● **STORED DATA**:
▬▬▬
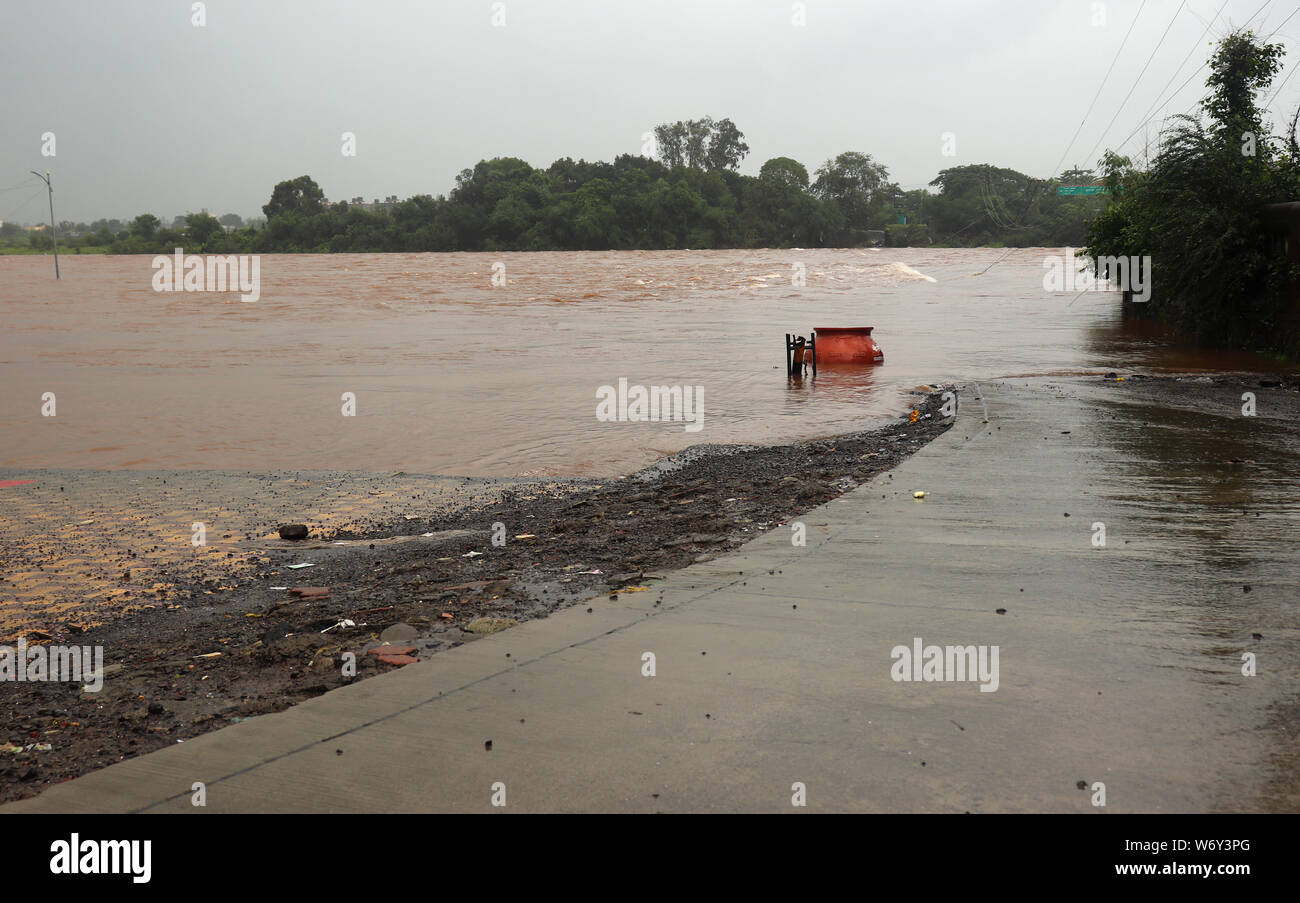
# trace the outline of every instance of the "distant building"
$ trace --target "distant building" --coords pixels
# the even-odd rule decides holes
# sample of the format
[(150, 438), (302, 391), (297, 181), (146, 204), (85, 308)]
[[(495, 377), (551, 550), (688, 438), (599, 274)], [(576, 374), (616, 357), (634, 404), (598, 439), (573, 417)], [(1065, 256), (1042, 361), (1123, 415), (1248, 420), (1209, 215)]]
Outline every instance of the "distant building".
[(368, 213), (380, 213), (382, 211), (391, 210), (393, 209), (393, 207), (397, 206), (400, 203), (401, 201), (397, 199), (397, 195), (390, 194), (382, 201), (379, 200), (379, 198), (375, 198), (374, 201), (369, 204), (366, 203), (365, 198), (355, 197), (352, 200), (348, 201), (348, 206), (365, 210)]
▬▬▬
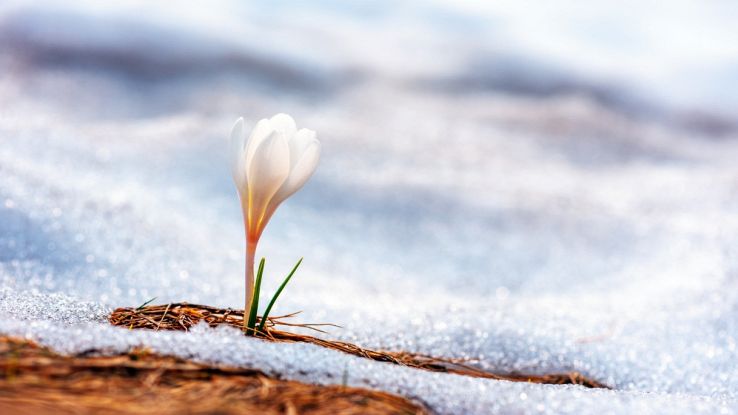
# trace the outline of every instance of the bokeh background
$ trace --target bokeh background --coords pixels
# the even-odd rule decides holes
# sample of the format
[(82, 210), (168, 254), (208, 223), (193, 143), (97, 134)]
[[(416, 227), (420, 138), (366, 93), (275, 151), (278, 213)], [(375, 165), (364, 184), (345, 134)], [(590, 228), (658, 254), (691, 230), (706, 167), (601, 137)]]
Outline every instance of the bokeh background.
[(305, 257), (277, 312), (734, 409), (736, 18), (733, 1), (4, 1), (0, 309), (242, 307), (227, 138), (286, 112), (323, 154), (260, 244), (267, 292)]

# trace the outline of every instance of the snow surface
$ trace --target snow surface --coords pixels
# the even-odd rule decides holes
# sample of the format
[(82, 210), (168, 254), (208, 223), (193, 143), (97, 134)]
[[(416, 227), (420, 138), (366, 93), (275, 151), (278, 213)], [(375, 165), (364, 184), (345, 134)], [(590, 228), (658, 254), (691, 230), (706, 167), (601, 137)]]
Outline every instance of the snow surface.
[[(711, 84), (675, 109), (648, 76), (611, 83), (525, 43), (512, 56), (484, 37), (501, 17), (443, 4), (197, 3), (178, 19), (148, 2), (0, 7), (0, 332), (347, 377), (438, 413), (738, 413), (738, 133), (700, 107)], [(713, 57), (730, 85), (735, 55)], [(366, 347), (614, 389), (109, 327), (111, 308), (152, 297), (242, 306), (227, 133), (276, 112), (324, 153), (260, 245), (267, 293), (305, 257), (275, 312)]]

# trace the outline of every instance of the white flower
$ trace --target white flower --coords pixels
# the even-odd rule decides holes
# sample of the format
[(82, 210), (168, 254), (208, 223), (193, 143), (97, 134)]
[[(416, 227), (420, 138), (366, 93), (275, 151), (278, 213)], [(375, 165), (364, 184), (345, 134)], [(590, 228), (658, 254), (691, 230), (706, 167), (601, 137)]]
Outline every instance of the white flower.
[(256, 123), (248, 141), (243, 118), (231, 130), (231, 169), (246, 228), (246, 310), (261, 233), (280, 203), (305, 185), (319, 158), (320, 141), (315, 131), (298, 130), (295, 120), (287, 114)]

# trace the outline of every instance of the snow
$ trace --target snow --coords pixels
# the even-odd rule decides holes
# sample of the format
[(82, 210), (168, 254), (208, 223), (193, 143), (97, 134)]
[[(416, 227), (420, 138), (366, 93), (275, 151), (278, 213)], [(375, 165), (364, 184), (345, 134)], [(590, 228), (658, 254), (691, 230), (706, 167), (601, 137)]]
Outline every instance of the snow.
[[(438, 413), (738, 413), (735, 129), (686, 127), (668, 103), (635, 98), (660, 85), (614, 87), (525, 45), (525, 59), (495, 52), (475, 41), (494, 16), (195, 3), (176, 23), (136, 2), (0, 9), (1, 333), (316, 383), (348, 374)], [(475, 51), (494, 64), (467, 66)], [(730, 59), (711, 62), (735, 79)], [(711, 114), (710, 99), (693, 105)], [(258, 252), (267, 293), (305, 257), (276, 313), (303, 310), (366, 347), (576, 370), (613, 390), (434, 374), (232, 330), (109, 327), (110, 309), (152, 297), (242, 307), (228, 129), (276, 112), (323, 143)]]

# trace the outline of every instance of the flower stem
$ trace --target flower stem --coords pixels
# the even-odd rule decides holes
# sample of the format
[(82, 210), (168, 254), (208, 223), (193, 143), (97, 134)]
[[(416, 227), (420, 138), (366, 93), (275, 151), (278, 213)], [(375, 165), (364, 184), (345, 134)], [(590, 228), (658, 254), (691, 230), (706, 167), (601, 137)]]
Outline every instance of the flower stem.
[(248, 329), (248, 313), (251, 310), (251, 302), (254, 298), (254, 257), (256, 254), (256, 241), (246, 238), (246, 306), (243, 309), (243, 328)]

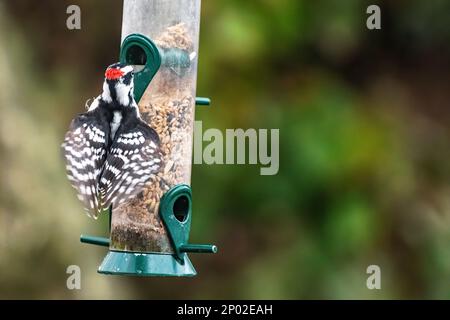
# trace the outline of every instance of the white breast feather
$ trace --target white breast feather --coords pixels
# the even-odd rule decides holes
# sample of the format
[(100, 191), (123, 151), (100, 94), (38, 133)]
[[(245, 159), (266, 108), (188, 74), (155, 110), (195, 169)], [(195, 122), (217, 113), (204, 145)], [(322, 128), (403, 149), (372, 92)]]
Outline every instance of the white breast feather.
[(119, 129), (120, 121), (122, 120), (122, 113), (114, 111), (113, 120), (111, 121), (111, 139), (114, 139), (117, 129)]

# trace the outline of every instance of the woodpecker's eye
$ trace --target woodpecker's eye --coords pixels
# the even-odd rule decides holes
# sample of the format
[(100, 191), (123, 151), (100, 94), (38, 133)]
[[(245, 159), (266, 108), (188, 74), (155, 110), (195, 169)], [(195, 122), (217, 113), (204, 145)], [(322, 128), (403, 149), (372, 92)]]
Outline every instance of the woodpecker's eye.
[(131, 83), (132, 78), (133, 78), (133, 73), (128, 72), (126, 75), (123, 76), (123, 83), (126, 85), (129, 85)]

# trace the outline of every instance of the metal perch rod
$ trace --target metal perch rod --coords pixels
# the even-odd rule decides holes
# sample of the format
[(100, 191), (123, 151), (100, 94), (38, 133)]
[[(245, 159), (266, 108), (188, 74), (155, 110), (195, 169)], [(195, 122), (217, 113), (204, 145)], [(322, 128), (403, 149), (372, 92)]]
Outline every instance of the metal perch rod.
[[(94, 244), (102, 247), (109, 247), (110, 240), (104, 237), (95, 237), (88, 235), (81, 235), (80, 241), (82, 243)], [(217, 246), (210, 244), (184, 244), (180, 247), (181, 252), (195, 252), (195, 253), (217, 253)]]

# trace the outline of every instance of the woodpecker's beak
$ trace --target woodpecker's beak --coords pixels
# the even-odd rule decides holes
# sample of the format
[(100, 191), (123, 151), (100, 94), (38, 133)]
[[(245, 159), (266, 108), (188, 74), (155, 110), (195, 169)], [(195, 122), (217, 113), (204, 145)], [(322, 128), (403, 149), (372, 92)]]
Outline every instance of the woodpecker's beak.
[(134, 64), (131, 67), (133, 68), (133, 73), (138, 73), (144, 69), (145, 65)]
▬▬▬
● **INSTRUCTIONS FOR THE TASK**: Only lines that contain the string "target" count; pick each one out of the records and copy it.

● **REPLY**:
$ trace --target "distant building" --coords pixels
$ trace --target bokeh background --coords pixels
$ trace --target snow surface --coords pixels
$ trace --target white flower --coords pixels
$ trace --target snow --coords pixels
$ trace --target flower stem --coords pixels
$ trace --target white breast feather --coords pixels
$ trace --target woodpecker's eye --coords pixels
$ trace --target metal perch rod --coords pixels
$ trace --target woodpecker's beak --coords pixels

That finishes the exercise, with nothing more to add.